◆ TASK GOAL ◆
Look through the entries below and report every line that has "framed".

◆ DATA FOR THE TASK ◆
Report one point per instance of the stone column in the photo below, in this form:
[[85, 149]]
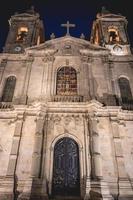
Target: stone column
[[95, 150], [11, 178], [99, 187], [38, 140], [35, 185], [88, 157], [124, 185]]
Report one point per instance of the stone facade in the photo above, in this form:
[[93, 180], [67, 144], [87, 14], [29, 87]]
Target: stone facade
[[96, 118]]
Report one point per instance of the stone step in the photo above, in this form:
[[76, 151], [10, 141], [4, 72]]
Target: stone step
[[66, 198]]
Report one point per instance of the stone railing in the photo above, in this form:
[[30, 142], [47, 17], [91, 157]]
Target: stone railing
[[6, 105], [67, 98]]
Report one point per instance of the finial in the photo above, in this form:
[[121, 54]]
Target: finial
[[32, 8], [82, 36], [52, 36], [104, 10]]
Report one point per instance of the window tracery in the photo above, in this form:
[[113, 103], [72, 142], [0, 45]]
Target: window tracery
[[66, 81], [113, 35], [22, 34], [9, 88]]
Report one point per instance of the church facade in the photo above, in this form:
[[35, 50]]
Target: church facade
[[66, 112]]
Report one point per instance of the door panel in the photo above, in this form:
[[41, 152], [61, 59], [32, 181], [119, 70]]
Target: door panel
[[66, 168]]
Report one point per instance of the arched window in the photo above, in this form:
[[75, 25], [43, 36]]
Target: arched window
[[125, 90], [113, 35], [22, 34], [8, 91], [66, 81]]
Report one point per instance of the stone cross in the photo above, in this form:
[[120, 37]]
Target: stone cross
[[68, 26]]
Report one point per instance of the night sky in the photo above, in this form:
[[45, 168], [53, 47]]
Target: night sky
[[55, 12]]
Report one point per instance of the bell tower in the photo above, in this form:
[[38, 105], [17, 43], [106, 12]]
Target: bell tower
[[110, 31], [26, 30]]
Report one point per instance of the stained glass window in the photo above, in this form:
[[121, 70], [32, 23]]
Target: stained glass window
[[125, 90], [8, 91], [66, 81], [22, 34], [113, 35]]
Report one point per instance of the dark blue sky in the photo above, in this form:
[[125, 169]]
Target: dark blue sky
[[55, 12]]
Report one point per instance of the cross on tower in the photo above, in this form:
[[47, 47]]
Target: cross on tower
[[68, 26]]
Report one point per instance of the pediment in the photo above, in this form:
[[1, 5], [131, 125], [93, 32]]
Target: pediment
[[23, 15], [66, 46]]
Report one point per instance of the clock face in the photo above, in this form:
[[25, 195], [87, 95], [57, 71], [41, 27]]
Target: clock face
[[117, 49], [18, 48]]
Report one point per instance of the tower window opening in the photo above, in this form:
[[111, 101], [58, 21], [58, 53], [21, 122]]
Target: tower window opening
[[113, 36], [22, 34]]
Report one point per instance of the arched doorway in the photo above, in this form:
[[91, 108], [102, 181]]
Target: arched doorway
[[66, 176]]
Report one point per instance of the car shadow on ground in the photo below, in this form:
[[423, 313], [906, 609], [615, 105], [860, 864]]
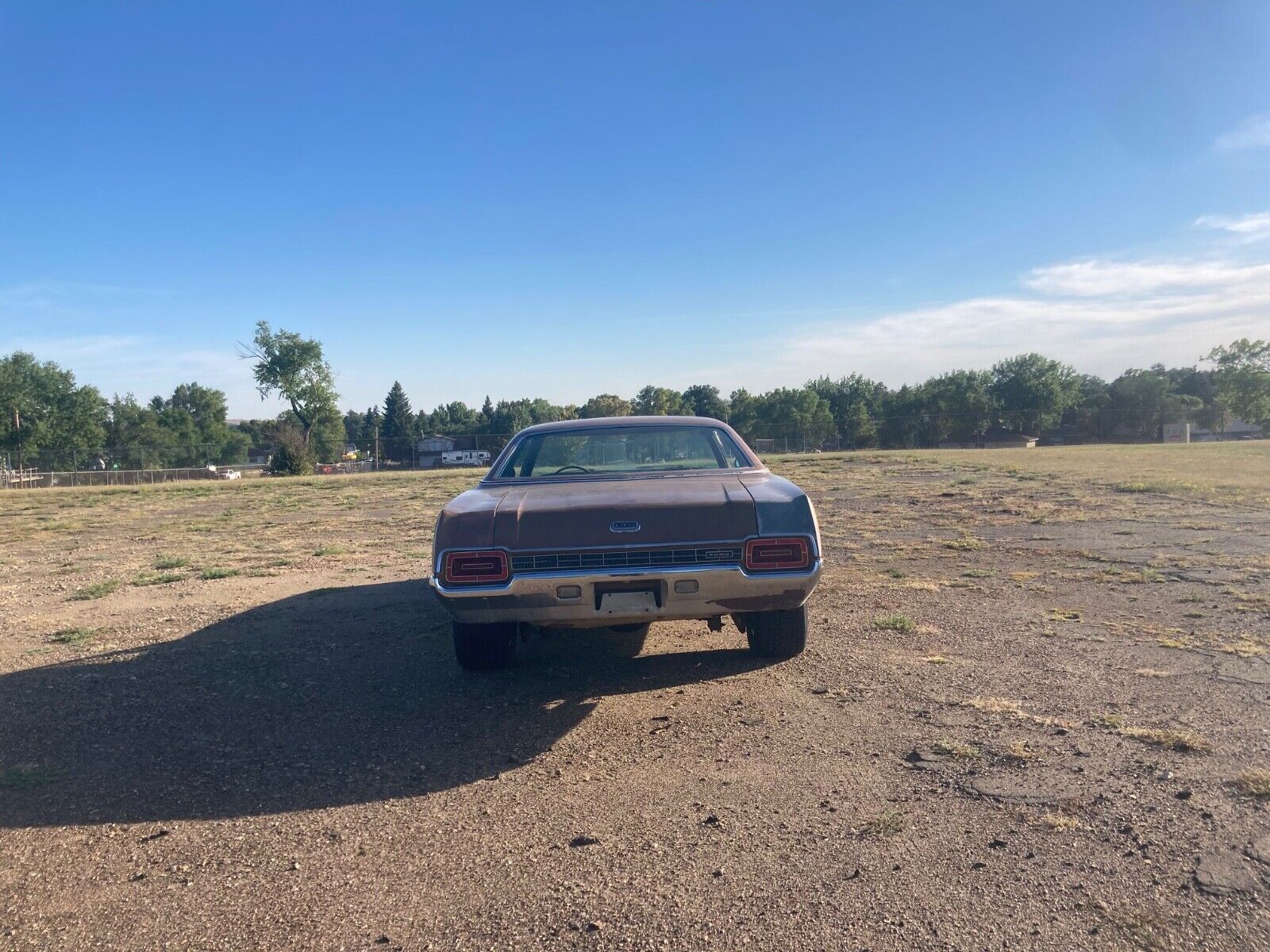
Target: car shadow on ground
[[341, 696]]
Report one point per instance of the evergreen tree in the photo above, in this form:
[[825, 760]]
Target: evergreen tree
[[398, 423]]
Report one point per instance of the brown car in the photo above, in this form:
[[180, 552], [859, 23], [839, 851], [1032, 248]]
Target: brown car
[[615, 524]]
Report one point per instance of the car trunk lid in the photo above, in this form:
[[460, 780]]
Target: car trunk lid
[[630, 512]]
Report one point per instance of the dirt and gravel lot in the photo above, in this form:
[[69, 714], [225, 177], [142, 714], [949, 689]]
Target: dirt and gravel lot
[[1033, 715]]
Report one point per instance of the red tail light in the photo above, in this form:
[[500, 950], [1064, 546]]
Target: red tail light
[[765, 555], [474, 568]]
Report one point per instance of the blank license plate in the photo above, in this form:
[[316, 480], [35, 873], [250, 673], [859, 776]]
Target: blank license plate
[[628, 603]]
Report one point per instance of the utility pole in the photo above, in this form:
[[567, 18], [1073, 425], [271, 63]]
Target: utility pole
[[17, 429]]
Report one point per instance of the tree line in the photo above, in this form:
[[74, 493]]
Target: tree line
[[52, 422]]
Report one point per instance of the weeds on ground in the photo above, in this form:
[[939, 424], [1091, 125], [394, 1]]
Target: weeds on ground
[[99, 589], [27, 776], [901, 624], [1056, 820], [1251, 784], [952, 748], [1168, 738], [887, 824], [160, 579], [73, 636]]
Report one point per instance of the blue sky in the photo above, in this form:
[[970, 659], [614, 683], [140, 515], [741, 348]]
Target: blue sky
[[564, 200]]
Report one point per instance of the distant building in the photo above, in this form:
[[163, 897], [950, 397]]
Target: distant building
[[429, 450], [1233, 429], [995, 438]]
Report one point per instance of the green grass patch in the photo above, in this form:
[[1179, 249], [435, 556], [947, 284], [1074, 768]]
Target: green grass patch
[[99, 589], [25, 776], [895, 622], [158, 578], [73, 636]]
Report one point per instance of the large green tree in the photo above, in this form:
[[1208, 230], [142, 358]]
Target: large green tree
[[660, 401], [1033, 391], [605, 405], [1244, 378], [294, 367], [856, 403], [960, 405], [1143, 401], [46, 416], [705, 400]]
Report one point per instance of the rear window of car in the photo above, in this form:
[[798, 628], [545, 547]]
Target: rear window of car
[[622, 450]]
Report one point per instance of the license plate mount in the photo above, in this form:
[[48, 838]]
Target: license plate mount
[[622, 603]]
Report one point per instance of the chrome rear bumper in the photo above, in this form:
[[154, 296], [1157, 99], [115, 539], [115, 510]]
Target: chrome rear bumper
[[537, 598]]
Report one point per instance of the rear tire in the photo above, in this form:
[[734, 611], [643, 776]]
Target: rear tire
[[778, 634], [629, 639], [484, 647]]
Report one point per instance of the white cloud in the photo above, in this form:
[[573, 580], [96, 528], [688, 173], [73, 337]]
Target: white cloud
[[1254, 133], [1103, 317], [1103, 278], [1249, 228]]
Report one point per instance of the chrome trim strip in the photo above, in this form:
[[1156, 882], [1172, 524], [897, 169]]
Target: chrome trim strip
[[654, 573]]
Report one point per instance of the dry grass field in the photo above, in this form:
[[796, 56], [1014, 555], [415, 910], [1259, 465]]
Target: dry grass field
[[1033, 714]]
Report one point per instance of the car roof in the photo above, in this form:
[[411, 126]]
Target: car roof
[[598, 422]]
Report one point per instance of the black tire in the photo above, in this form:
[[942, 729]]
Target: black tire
[[484, 647], [629, 639], [778, 634]]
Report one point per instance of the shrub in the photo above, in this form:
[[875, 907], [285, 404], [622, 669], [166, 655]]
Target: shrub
[[292, 457]]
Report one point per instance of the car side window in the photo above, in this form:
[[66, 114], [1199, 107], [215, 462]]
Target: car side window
[[732, 455]]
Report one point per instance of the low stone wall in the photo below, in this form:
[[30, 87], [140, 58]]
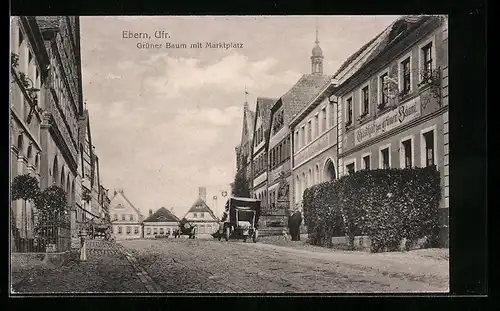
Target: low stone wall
[[363, 243], [34, 259]]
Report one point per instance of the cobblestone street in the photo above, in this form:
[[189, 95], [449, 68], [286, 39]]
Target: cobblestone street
[[106, 270], [213, 266], [204, 265]]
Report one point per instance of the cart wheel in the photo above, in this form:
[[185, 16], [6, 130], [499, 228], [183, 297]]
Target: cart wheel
[[255, 236]]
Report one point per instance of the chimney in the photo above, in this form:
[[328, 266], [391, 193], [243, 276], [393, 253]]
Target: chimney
[[202, 193]]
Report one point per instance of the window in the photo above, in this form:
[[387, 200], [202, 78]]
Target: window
[[21, 37], [323, 122], [349, 111], [429, 150], [366, 162], [365, 101], [350, 168], [316, 125], [385, 161], [405, 67], [303, 136], [407, 153], [309, 131], [383, 94], [427, 58]]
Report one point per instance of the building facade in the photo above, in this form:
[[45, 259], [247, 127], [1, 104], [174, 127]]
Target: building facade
[[314, 144], [393, 103], [161, 223], [46, 96], [279, 176], [28, 81], [126, 219], [201, 216], [244, 149], [260, 148]]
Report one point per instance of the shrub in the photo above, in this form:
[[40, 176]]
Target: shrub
[[387, 205], [24, 187]]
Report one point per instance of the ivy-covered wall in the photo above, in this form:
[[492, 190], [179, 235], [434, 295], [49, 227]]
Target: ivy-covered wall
[[386, 205]]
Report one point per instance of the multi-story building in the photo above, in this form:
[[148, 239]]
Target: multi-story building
[[393, 102], [89, 171], [104, 202], [283, 112], [160, 223], [244, 149], [259, 150], [28, 87], [126, 219], [201, 216], [314, 144]]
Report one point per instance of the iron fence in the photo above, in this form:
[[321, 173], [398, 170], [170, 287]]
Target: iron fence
[[48, 236]]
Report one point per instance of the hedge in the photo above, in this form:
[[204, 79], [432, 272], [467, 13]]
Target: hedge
[[387, 205]]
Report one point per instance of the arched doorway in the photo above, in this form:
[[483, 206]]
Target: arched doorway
[[55, 171], [329, 171], [61, 184]]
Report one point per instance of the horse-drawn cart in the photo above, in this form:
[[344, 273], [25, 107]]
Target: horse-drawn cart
[[240, 220], [185, 228]]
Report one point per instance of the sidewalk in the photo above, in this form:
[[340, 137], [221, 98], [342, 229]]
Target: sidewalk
[[107, 270]]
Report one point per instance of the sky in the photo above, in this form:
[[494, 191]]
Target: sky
[[165, 121]]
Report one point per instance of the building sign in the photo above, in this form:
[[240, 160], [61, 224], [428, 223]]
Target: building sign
[[50, 248], [391, 120]]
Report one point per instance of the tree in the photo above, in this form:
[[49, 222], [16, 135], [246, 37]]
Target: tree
[[240, 187]]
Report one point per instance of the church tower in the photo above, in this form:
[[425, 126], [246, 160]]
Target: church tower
[[317, 56]]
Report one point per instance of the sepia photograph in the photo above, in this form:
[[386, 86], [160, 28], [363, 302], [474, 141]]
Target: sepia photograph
[[229, 154]]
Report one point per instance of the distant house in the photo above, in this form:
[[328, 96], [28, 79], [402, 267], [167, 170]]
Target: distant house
[[125, 217], [201, 216], [160, 223]]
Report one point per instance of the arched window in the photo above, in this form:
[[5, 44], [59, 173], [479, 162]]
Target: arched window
[[68, 190], [329, 171], [304, 183], [20, 144], [61, 184], [73, 192], [55, 171], [298, 191], [29, 153]]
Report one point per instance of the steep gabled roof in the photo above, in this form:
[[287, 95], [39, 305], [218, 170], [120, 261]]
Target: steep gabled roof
[[162, 215], [250, 115], [385, 39], [200, 206], [301, 94], [122, 194], [264, 104]]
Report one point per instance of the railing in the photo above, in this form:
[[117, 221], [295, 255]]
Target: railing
[[48, 236]]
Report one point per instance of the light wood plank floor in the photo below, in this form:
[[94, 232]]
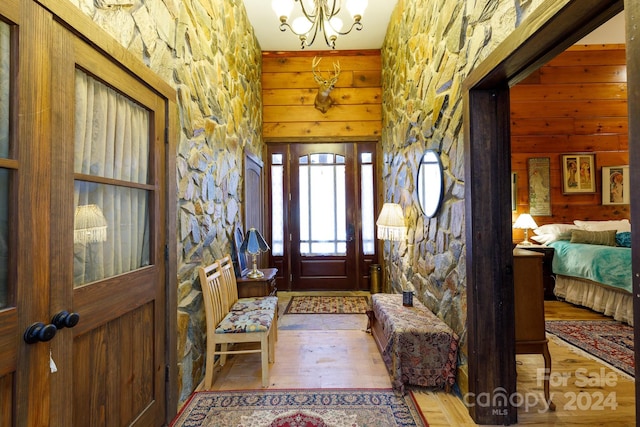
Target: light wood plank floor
[[348, 358]]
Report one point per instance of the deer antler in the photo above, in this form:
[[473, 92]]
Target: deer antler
[[323, 101]]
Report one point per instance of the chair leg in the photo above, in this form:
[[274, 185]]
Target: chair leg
[[208, 370], [264, 356], [223, 356], [272, 343]]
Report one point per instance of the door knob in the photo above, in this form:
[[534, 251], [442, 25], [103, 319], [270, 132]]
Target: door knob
[[64, 319], [39, 332]]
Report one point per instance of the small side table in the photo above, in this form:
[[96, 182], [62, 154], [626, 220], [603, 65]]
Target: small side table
[[260, 287], [548, 279]]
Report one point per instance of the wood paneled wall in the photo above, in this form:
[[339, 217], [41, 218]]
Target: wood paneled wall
[[576, 103], [289, 90]]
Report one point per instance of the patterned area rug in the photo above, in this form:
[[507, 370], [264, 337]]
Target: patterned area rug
[[608, 340], [327, 305], [300, 408]]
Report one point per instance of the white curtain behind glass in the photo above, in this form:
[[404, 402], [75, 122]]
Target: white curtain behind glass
[[5, 55], [111, 141]]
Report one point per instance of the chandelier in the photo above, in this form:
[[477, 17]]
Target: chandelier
[[319, 16]]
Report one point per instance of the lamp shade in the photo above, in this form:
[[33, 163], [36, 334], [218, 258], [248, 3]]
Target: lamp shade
[[525, 221], [90, 225], [390, 222], [254, 243]]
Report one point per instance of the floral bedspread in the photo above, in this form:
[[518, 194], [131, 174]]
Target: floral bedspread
[[421, 350]]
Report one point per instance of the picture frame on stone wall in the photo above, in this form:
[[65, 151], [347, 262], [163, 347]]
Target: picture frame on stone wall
[[539, 175], [616, 189], [578, 173]]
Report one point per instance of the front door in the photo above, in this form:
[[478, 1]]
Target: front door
[[82, 234], [322, 209]]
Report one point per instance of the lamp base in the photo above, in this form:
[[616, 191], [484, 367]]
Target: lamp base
[[255, 274]]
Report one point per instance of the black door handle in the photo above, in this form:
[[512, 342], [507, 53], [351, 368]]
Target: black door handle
[[351, 233], [64, 319], [39, 332]]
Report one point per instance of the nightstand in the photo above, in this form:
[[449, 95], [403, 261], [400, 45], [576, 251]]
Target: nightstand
[[260, 287], [548, 279], [529, 309]]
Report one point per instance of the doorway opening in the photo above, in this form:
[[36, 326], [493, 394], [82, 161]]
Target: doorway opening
[[490, 315], [322, 205]]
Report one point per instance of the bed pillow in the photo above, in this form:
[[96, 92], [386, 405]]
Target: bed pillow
[[624, 239], [548, 233], [544, 239], [619, 225], [605, 238]]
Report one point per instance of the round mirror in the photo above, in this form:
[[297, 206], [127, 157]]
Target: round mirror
[[430, 185]]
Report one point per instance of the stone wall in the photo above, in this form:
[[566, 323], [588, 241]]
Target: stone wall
[[207, 51], [429, 49]]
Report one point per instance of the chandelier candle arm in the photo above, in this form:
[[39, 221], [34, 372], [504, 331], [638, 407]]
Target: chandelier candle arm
[[322, 15]]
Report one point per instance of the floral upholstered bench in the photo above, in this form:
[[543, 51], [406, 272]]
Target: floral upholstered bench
[[231, 320], [417, 347]]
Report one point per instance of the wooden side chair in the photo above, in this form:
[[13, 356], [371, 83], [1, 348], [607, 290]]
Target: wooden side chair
[[229, 327]]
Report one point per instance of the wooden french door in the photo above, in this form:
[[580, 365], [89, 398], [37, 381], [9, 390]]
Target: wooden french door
[[82, 231], [322, 211]]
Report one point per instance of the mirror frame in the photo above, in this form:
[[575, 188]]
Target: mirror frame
[[427, 198]]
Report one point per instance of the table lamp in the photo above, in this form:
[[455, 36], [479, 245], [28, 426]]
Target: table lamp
[[525, 222], [90, 226], [390, 223], [253, 244]]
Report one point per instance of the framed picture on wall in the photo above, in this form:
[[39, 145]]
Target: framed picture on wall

◆ RESPONSE ◆
Report one point per instance of the framed picture on wall in the photo above, in this form:
Target: framed picture on wall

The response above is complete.